According to the ice dance passage, how old was Fear when she moved to the UK?

*Text passage*.
====================
Having been asked over a few years to give ice dance a try, I eventually did. It just worked, it’s a very different approach, it’s a lot more detailed orientated and the performance element is a lot stronger - that’s what I enjoyed most about singles, and that was amplified.
Fear’s journey into the sport was a lot more natural. Born in the USA to Canadian parents with a family full of skaters. Her mother was a big skater, and her uncle is a former NHL ice hockey player.
The 22-year-old moved to the UK when she was two, when she first stepped on to the ice. Fear has tri-nationality, but she says there was never a doubt she would represent GB.
“I lived there until I was 18, 19, that’s where all my childhood memories lie, and it was also my entry into the sport because I was competing around the country when I was younger,” she said.
“I always represented Great Britain, it wasn’t really an option in my head because that’s where I was training and where I learnt to ice dance. It just felt like such an honour, with such history in ice dance, especially with Torvill and Dean.
“They are so inspiring. They’ve paved the way for so many young skaters and set an incredible example of where you can go in the sport.
We feel a responsibility - they were so inspiring for us, and we need to set the example for young skaters, to switch from football to skating like Lewis did.
Gibson and Fear effectively have to qualify twice for Beijing - they have the quota place, but a spot on the plane is not guaranteed. Fear’s younger sister Sasha is one of her rivals for a spot when the British Championships take place in December, though it may take something special to pip the pair.
“We don’t know any different, the World Championships have always had this extra prestige because of the extra incentive of qualifying for the Olympics,” said Gibson.
“We have two programmes that we perform throughout the whole season, but they’re always in a state of evolution and I think we do stay very present, but we have a perspective of what’s coming up,” added Fear, asked how much they can focus on the Games.
“We take it one competition at a time which eventually leads to the Olympics, but it’s not so much focused on the Games - it’s what we need to do on a weekly basis technically and performance wise.
====================
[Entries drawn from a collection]

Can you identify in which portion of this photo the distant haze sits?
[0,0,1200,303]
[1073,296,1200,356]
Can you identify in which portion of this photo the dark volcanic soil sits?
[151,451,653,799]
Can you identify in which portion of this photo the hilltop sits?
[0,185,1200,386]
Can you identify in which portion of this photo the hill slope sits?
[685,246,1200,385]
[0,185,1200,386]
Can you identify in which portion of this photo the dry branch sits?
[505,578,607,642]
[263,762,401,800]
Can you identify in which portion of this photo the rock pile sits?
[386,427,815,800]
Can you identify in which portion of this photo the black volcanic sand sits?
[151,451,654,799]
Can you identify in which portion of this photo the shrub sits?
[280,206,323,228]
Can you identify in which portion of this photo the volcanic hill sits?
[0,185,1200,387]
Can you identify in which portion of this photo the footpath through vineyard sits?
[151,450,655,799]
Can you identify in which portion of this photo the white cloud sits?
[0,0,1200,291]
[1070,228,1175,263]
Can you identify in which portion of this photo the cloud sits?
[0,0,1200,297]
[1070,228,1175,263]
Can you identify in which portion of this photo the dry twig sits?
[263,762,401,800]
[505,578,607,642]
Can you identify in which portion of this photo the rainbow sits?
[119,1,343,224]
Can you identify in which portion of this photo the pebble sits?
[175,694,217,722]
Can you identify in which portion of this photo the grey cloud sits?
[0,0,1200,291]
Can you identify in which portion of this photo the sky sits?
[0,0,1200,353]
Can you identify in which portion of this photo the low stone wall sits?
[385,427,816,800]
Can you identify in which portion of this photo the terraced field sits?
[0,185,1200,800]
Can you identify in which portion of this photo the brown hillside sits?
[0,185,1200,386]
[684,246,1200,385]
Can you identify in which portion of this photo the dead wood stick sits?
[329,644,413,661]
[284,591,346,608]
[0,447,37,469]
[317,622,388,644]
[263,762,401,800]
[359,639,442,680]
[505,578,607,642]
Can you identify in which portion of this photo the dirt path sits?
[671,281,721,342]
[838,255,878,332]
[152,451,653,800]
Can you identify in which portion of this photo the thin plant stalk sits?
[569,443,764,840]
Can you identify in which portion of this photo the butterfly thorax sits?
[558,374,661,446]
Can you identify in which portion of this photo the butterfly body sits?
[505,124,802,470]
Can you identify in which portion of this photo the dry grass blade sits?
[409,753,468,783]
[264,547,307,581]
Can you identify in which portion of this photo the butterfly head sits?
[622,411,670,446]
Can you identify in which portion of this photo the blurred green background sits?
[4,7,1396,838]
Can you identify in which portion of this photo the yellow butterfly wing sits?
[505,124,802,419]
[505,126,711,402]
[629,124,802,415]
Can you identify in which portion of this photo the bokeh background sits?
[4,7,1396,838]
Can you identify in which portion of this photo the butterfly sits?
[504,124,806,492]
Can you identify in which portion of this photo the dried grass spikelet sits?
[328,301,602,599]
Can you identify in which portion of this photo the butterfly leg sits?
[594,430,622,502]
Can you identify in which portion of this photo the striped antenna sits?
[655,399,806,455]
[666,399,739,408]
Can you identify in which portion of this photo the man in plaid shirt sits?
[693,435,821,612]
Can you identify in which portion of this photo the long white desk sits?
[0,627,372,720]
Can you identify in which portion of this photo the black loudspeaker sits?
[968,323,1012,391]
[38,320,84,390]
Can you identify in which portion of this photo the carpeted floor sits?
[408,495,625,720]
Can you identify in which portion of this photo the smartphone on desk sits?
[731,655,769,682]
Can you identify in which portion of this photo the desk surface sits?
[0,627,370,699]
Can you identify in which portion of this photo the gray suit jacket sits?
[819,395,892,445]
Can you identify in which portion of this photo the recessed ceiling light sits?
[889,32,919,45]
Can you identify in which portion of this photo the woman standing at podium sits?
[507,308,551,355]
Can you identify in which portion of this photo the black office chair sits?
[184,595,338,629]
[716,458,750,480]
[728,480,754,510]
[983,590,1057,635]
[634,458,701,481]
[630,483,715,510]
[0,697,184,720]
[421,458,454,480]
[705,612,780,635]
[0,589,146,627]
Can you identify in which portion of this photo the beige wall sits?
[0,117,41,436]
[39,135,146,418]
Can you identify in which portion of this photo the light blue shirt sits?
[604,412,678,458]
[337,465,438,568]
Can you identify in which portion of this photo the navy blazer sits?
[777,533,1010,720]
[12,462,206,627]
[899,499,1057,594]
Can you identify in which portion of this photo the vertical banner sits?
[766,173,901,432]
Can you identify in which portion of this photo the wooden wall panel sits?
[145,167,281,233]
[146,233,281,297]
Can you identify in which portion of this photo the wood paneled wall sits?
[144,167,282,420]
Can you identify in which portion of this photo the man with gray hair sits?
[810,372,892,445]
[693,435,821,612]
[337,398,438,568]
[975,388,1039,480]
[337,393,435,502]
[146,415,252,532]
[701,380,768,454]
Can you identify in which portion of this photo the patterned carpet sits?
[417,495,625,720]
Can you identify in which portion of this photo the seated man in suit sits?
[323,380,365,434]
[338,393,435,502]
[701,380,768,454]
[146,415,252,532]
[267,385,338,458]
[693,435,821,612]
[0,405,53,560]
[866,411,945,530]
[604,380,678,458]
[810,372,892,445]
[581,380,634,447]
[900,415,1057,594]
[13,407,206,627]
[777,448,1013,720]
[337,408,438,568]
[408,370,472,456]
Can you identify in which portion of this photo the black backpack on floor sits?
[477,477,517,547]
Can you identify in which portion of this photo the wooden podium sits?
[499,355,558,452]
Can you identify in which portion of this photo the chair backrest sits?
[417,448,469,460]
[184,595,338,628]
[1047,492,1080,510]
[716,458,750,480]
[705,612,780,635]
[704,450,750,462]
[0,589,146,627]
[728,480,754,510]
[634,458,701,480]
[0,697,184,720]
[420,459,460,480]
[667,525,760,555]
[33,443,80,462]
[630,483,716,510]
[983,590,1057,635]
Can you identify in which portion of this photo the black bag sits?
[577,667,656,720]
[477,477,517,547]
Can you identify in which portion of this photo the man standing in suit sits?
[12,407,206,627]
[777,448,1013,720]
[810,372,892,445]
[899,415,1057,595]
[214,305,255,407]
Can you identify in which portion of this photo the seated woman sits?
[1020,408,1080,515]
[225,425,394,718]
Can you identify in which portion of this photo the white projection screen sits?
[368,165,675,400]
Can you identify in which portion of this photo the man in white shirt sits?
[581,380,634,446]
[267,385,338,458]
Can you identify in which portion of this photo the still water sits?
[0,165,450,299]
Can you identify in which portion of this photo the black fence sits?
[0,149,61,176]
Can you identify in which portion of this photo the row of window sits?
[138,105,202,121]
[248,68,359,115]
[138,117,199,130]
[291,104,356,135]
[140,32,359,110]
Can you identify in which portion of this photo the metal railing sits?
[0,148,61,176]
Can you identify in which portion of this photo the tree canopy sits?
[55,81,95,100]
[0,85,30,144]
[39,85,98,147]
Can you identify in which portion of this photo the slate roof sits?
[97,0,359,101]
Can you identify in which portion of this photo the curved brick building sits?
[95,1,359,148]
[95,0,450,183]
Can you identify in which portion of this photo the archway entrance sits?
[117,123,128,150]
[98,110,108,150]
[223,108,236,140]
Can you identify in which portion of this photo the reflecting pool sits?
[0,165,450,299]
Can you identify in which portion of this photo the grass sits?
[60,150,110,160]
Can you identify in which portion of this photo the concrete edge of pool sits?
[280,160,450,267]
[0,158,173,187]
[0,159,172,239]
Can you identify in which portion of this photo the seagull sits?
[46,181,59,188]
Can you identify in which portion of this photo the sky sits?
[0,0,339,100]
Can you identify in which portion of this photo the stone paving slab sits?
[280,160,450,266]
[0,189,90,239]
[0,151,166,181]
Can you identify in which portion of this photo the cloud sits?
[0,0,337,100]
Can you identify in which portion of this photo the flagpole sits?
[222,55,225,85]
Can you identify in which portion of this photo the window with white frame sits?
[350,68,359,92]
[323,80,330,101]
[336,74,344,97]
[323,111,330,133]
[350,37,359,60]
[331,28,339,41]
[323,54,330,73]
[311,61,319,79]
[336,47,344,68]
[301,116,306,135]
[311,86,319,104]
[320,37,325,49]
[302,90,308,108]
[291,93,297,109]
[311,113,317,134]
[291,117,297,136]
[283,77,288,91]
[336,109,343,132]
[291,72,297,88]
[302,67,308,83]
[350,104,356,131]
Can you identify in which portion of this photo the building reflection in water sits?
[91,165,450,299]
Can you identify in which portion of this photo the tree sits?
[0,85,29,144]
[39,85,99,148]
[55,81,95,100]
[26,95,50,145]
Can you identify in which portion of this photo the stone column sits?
====================
*Result of this exercise*. She was two years old.